- Your instructions
From the line containing "Can you find the baby's arm?" to the end of the listing, copy each line exactly and leave out all others.

- Dataset excerpts
....................
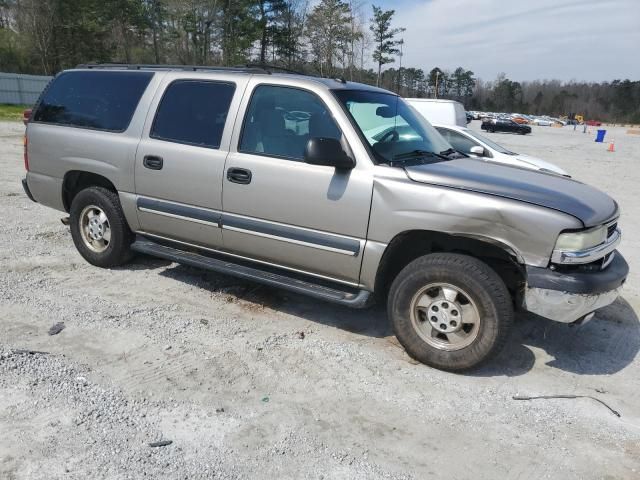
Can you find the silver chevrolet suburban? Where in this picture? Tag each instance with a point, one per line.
(323, 187)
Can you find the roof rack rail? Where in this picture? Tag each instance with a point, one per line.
(193, 68)
(269, 68)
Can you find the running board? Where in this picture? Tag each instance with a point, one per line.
(280, 278)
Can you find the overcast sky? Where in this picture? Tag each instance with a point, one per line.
(592, 40)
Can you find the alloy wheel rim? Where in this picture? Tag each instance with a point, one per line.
(95, 228)
(445, 316)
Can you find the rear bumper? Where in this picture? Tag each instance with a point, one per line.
(568, 297)
(25, 186)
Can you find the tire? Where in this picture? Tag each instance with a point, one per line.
(423, 284)
(88, 206)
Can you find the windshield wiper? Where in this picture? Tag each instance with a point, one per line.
(451, 153)
(416, 154)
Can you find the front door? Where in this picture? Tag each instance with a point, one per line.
(283, 211)
(180, 159)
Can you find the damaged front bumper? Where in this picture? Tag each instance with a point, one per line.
(569, 297)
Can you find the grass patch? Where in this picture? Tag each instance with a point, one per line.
(12, 112)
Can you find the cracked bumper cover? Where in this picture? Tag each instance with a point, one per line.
(567, 297)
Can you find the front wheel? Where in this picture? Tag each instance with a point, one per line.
(99, 229)
(450, 311)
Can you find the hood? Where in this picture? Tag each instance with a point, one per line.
(563, 194)
(539, 163)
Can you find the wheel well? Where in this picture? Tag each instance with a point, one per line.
(75, 181)
(408, 246)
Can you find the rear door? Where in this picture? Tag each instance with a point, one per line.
(180, 159)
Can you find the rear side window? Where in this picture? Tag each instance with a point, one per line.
(193, 112)
(97, 100)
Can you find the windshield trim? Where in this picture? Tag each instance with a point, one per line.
(489, 143)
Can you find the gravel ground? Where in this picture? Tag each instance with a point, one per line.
(251, 382)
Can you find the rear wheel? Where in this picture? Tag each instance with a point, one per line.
(450, 311)
(99, 229)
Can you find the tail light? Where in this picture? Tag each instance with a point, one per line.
(26, 154)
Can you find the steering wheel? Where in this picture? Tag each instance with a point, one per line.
(390, 136)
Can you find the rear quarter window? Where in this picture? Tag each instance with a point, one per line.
(97, 100)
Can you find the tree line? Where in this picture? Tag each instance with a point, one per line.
(349, 39)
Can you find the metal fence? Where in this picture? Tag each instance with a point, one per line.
(16, 89)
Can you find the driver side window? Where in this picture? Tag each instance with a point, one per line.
(281, 120)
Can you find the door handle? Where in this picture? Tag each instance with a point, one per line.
(152, 162)
(239, 175)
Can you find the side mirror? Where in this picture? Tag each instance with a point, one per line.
(477, 151)
(327, 152)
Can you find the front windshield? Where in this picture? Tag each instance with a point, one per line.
(491, 144)
(392, 128)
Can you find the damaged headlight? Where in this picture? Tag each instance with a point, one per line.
(576, 241)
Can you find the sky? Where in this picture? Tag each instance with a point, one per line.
(590, 40)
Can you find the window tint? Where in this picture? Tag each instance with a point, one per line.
(97, 99)
(281, 120)
(193, 112)
(457, 140)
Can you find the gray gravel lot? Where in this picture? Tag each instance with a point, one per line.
(251, 382)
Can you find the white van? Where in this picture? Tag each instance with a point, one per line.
(441, 112)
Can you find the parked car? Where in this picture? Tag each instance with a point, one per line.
(448, 112)
(519, 119)
(542, 122)
(274, 178)
(475, 145)
(505, 125)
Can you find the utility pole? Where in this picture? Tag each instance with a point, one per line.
(401, 43)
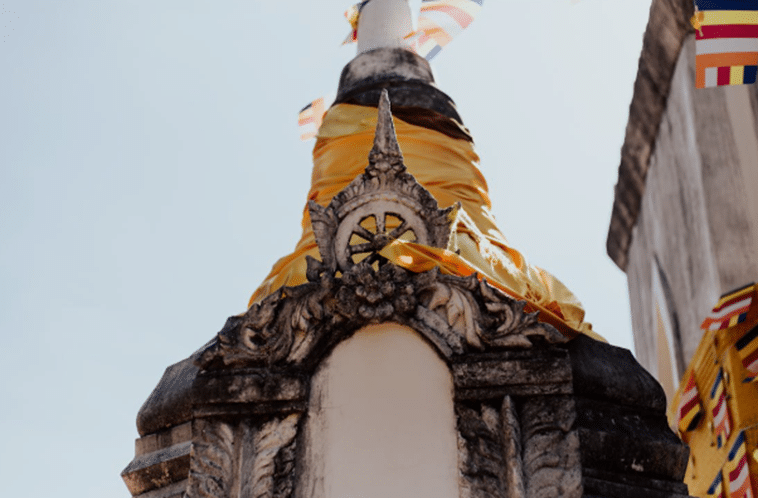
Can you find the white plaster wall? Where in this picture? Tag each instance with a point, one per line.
(381, 421)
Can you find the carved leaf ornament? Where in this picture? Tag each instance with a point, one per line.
(353, 286)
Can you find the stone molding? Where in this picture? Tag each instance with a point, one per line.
(297, 326)
(520, 431)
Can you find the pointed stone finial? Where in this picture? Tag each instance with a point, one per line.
(386, 154)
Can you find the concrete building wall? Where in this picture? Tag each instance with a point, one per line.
(696, 236)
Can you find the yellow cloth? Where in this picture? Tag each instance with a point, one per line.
(717, 351)
(447, 167)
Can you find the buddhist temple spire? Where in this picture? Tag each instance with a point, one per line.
(384, 24)
(385, 153)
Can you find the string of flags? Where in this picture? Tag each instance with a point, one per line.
(739, 483)
(726, 42)
(722, 426)
(439, 21)
(731, 309)
(726, 360)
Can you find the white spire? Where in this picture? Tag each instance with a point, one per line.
(384, 23)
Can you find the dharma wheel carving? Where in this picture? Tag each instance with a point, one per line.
(382, 204)
(536, 415)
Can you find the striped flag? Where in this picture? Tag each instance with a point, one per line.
(731, 309)
(689, 411)
(310, 118)
(440, 21)
(720, 410)
(726, 45)
(717, 487)
(352, 15)
(740, 484)
(747, 348)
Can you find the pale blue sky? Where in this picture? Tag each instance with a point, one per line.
(151, 174)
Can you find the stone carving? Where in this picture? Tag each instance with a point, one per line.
(514, 468)
(274, 459)
(211, 460)
(551, 453)
(243, 461)
(455, 314)
(480, 452)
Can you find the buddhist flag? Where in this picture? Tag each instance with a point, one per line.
(440, 21)
(726, 45)
(740, 484)
(717, 487)
(310, 118)
(731, 309)
(352, 15)
(690, 411)
(720, 411)
(747, 348)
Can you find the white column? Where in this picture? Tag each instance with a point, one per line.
(381, 421)
(384, 23)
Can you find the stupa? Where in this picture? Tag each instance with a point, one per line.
(404, 349)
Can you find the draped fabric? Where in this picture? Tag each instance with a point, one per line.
(447, 167)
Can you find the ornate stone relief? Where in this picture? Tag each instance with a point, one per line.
(515, 379)
(243, 460)
(455, 314)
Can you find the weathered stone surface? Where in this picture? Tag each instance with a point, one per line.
(406, 76)
(537, 416)
(609, 373)
(243, 460)
(516, 373)
(551, 448)
(170, 403)
(481, 452)
(665, 33)
(693, 232)
(513, 449)
(157, 469)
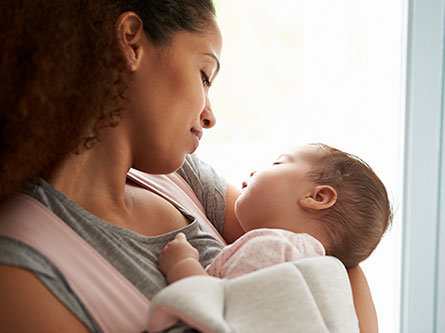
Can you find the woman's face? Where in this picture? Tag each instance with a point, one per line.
(169, 101)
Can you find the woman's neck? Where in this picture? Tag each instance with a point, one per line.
(95, 179)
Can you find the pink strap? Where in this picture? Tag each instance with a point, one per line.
(116, 305)
(176, 190)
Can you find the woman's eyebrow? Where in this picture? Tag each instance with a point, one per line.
(214, 56)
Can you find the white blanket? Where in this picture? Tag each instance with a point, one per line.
(308, 295)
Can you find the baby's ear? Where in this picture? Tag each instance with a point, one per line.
(321, 197)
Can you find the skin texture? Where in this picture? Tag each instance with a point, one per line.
(276, 197)
(168, 108)
(282, 196)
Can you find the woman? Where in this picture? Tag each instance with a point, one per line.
(89, 90)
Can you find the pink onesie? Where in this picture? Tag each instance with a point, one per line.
(261, 248)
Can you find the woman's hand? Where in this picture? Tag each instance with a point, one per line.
(178, 260)
(175, 251)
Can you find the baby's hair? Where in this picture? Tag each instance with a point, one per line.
(63, 79)
(362, 213)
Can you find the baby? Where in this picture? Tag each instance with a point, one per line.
(314, 200)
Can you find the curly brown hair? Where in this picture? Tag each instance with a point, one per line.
(355, 224)
(62, 78)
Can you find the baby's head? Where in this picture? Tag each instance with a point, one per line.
(322, 191)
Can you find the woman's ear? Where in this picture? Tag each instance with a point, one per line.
(129, 30)
(321, 197)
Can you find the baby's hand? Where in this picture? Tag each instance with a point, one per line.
(175, 251)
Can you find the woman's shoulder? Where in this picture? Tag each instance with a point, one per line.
(28, 261)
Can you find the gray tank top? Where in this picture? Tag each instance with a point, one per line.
(133, 255)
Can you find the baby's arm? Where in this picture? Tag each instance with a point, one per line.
(179, 260)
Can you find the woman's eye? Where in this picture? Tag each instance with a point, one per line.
(205, 80)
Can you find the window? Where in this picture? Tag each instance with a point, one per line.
(299, 71)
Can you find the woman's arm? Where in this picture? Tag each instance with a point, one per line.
(26, 305)
(232, 229)
(364, 306)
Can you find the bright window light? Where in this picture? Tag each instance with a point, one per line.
(299, 71)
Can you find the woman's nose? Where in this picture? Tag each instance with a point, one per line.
(208, 119)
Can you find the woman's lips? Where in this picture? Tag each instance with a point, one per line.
(197, 136)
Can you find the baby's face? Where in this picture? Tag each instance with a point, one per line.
....................
- Expected output
Can you find the baby's arm? Where in this picture? Tag each instance with a point, one per line.
(179, 260)
Can you find the woman's eye? Where in this picture? Tag each instance with a point, one per line.
(205, 80)
Can you find the window? Where in this picture? Tag each instance with a point, one per line.
(299, 71)
Can you find the woman's arm? Where in this picture? Tag each instance with a point, one per line.
(26, 305)
(232, 229)
(364, 306)
Can you find the bright window light? Where in this picture? Tag each instance with a point, one per line.
(299, 71)
Can you find the woman's nose? Where in this picture? Tag each instance with a point, one per line.
(208, 119)
Can you find the woman's lips? Where in this picture? Tag each instance with a point, one per line.
(197, 136)
Can you find the baby's face? Where in this picture? Tag each instance with a point, one per line.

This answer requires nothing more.